(Rows from a pointing dataset)
- - - - -
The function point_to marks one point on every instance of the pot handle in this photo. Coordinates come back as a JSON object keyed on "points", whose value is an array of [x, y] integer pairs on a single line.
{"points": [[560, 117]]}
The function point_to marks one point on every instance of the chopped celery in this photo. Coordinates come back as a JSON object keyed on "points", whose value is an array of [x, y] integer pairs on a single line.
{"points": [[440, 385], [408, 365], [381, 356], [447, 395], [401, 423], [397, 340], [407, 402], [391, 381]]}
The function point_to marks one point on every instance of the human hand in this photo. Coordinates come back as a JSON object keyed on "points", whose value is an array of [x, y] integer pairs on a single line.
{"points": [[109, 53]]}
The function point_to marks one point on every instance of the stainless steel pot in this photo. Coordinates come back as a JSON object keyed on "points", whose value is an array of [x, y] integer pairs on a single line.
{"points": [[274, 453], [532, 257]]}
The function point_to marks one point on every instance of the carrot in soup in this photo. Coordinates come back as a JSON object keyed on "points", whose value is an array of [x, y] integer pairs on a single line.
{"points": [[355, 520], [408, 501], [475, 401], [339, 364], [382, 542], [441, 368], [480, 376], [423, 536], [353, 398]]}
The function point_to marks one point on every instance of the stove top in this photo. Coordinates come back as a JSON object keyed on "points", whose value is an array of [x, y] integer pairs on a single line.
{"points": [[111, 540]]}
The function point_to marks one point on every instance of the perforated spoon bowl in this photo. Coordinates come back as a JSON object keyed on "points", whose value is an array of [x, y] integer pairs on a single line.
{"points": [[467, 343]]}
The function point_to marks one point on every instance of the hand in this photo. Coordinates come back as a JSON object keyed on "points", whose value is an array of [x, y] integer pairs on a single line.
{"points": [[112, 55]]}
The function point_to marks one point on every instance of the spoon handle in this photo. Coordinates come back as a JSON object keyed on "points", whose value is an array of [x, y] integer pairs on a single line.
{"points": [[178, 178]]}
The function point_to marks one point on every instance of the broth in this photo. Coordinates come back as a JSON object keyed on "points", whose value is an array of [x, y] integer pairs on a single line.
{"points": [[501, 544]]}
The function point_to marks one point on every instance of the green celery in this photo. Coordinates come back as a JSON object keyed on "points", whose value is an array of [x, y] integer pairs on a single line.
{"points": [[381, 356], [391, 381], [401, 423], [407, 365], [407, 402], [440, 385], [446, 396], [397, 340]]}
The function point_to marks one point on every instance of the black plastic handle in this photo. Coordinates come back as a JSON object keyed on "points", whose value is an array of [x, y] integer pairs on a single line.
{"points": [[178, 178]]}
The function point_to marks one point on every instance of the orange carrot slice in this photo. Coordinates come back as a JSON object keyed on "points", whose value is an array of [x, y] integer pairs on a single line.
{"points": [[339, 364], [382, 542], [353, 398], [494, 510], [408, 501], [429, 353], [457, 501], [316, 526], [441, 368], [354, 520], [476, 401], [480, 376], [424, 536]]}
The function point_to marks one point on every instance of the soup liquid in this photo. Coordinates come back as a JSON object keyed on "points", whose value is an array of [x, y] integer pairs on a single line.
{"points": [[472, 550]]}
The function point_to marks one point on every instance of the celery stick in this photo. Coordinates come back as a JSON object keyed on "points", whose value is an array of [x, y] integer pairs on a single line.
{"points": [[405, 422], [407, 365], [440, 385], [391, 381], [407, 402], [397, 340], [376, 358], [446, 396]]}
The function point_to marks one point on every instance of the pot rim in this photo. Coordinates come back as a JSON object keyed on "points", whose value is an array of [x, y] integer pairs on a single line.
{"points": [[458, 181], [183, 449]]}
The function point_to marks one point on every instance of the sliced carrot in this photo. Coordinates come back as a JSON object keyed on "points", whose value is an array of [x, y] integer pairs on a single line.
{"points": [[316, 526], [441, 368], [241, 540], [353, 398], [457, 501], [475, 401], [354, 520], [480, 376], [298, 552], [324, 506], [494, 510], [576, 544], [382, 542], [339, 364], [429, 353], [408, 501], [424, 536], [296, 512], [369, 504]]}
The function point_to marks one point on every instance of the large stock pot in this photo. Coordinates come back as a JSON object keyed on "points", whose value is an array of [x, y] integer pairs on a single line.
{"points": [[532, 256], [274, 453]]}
- - - - -
*Task prompt*
Please copy the stretch from the line containing "of the black" through the end of the records, keeping the wording of the records unchanged but scaling every x and y coordinate in the answers by 1.9, rounded to whole numbers with halves rounded up.

*Finished exercise*
The function point_to marks one point on every instance of the black plastic handle in this photo. Coordinates come back as a JSON object keyed on "points", whose value is an array of [x, y] integer pairs on a single line.
{"points": [[338, 338]]}
The function point_to marks one point on every instance of the orange carrot slice in this photo. Coordinates come back as a JSON object keyed on "points", whose value is an array of [x, y] integer pairs on a single line.
{"points": [[644, 692], [726, 1030], [671, 756], [939, 969], [775, 952], [815, 671], [868, 952], [600, 999], [838, 699], [673, 988], [904, 762], [912, 714], [806, 1018]]}
The function point_to marks one point on every instance of the soup liquid in this photo. Coordinates come back as a JSON object keyed on "points", whose value is an array of [x, y] integer pairs on a single line.
{"points": [[897, 1045]]}
The function point_to marks one point on every instance of the celery stick in this photo. Coordinates come back as a JSON object keyed on "points", whose value is an array of [x, y] integer pairs on a single line.
{"points": [[770, 802], [773, 694], [836, 732], [743, 724], [773, 764], [754, 646], [714, 680], [847, 752]]}
The function point_to marks one point on every instance of the pot rim in this photo. Coordinates come back as a JSON object keyed on "points", whose value is an array of [x, y] integer pairs on a single line.
{"points": [[870, 344], [348, 853]]}
The function point_to marks one point on every instance of the sliced carrot in this photo. Coordinates come back as a JSON object keyed on "points", whose value is an array of [x, y] integer pairs on a single line.
{"points": [[600, 999], [838, 699], [458, 1026], [671, 756], [868, 952], [903, 762], [673, 988], [912, 714], [566, 1049], [616, 961], [939, 969], [1094, 1034], [726, 1030], [644, 692], [815, 671], [775, 952], [806, 1018], [562, 973], [701, 958]]}
The function point_to marks one point on every instance of the large stock pot in this photo. Coordinates come back as a JSON object keyed on "points", whose value is an array of [x, y] integer pairs on a single line.
{"points": [[1011, 486], [521, 861]]}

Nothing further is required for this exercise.